#### Dati forniti ####
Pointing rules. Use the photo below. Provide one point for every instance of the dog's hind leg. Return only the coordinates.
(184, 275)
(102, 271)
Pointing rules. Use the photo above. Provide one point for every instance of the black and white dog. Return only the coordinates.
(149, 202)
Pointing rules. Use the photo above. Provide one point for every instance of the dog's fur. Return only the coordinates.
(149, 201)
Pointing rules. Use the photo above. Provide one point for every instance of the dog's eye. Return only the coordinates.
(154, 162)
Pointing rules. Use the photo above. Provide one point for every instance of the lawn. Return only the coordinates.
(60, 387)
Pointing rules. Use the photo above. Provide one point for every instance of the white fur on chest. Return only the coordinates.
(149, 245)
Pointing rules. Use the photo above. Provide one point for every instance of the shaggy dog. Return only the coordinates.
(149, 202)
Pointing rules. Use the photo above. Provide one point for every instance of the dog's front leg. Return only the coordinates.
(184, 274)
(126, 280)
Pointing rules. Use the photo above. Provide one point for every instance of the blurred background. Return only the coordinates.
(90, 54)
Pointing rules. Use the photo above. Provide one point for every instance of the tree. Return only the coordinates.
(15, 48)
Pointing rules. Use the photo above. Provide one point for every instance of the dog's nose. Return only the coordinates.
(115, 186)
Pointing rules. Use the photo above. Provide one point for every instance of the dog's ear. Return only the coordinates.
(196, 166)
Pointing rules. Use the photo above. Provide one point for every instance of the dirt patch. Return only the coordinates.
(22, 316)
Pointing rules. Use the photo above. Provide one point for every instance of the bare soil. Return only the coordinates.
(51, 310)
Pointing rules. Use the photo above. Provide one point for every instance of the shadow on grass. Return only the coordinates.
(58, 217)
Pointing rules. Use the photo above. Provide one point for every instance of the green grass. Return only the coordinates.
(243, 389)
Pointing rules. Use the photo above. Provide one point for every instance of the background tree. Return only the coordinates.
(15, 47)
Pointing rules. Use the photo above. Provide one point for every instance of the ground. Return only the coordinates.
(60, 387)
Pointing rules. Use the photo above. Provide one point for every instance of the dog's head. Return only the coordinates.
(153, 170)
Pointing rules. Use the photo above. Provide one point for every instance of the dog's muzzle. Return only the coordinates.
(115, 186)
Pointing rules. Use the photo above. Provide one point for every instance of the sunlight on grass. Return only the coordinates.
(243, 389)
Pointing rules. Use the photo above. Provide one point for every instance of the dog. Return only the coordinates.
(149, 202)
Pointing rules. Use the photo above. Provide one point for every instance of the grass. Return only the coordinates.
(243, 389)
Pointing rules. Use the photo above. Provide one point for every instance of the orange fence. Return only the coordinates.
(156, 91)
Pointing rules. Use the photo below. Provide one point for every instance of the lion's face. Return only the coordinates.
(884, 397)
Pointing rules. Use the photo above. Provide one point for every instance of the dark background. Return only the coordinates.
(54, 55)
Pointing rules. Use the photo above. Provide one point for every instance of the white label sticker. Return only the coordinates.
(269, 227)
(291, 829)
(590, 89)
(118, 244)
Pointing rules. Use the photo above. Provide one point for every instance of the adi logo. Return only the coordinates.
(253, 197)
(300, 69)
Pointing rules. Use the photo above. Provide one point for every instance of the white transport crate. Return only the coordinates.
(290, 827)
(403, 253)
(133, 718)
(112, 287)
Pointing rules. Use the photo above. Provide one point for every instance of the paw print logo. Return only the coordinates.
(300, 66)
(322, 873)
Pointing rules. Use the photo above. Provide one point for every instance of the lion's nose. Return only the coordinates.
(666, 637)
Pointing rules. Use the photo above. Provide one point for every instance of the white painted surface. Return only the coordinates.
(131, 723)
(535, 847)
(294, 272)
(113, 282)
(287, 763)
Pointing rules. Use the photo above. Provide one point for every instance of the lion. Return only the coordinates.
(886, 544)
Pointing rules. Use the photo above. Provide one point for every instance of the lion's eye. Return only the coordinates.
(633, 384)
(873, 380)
####
## Compito assegnato
Trasforma tutti questi record in un CSV a due colonne, "testo" e "risposta", con una riga per record. Metti il testo e la risposta di ciascuno in un unico campo tra virgolette, sostituendo gli a capo con spazi.

## Risposta al problema
testo,risposta
"Pointing rules. Use the photo below. Provide one point for every instance of the dog's hind leg. Return only the coordinates.","(184, 275) (102, 271)"
"Pointing rules. Use the photo above. Provide one point for every instance of the black and white dog. Return only the coordinates.","(149, 202)"
"Pointing rules. Use the photo above. Provide one point for every instance of the dog's fur. Return only the coordinates.","(149, 201)"
"Pointing rules. Use the photo above. Provide one point for every instance of the dog's eye. Return only the coordinates.","(154, 162)"
"Pointing rules. Use the photo above. Provide one point for every instance of the lawn. Return only the coordinates.","(60, 387)"
"Pointing rules. Use the photo above. Provide one point for every instance of the white fur on chest. Return only the coordinates.","(149, 245)"
"Pointing rules. Use the photo above. Provide one point for every instance of the shaggy dog. Return only the coordinates.","(149, 202)"
"Pointing rules. Use the photo above. Provide one point for every instance of the dog's front leg. Return only the coordinates.","(184, 274) (126, 280)"
"Pointing rules. Use the photo above. Provide one point for every instance of the blurred background. Return only the coordinates.","(90, 54)"
"Pointing rules. Use the photo above. Provide one point for every instance of the tree. Return only the coordinates.","(15, 48)"
"Pointing rules. Use the photo above. Provide one point for every instance of the dog's nose. Return only the coordinates.","(115, 186)"
"Pointing rules. Use the photo above. Provide one point for every instance of the dog's ear. Return only the coordinates.","(196, 166)"
"Pointing rules. Use the photo above. Provide one point for every instance of the dirt patch. Return only the coordinates.","(22, 316)"
"Pointing rules. Use the photo above. Provide one point for every instance of the bare soil. Return only the coordinates.","(51, 310)"
"Pointing rules. Use the photo above. Provide one point for every instance of the shadow on grass. Return only the coordinates.","(58, 217)"
"Pointing rules. Use the photo above. Provide one point for every instance of the green grass. Return only the coordinates.","(243, 389)"
"Pointing rules. Use the photo above. Provide one point for every instance of the background tree. Return only the coordinates.","(15, 47)"
"Pointing rules. Use the photo above. Provide one point for every instance of the ground. Return only the coordinates.","(60, 387)"
"Pointing rules. Use the photo above. Provide one point for every instance of the dog's head. Return only the coordinates.","(153, 170)"
"Pointing rules. Use the photo above. Provide one point for every instance of the dog's muzzle. Return only the coordinates.","(115, 186)"
"Pointing rules. Use the photo above. Provide one point for every instance of the sunlight on grass. Return only the coordinates.","(243, 389)"
"Pointing rules. Use the photo above. Provide one point for every instance of the dog. Return only the coordinates.","(149, 202)"
"Pointing rules. Use the photo above. Provide one point for every instance of the grass. Return only the coordinates.","(243, 389)"
"Pointing rules. Use the photo above. Provide one point for every instance of the orange fence. Return only the coordinates.","(156, 91)"
"Pointing rules. Use the photo below. Provide one point for every instance of the lion's face. Return only the coordinates.","(884, 397)"
"Pointing rules. Use the photo above. Provide one point for every instance of the dark background. Return only the coordinates.","(54, 55)"
"Pointing rules. Use the photo above. Provide one point for every instance of the white label sticker. Return only the coordinates.","(269, 227) (291, 829) (590, 89) (118, 244)"
"Pointing rules. Use the photo above. Provide one point for every instance of the adi logo. Return only the coordinates.","(253, 197) (300, 69)"
"Pointing rules. Use the photo above. Provide one point for every instance of the white transport crate. Return only the coordinates.","(290, 827) (403, 253) (133, 718) (112, 287)"
"Pointing rules. Use the photo above. Provide one point for every instance of the paw print logo. Return only the coordinates.","(300, 66) (322, 873)"
"Pointing rules. Use the photo above. Provide one point for every instance of the lion's nose. Return only the coordinates.","(666, 637)"
"Pointing rules. Use the photo above. Provide one point for every instance of the white painted surface. Return only the coordinates.","(131, 723) (535, 847) (294, 272) (113, 282) (287, 763)"
"Pointing rules. Use the photo above. Provide one point for every instance of the lion. Return only the coordinates.","(886, 544)"
"Pointing rules. Use the photo above. Provide one point for every instance of the lion's eye. Return only the coordinates.","(633, 384) (873, 380)"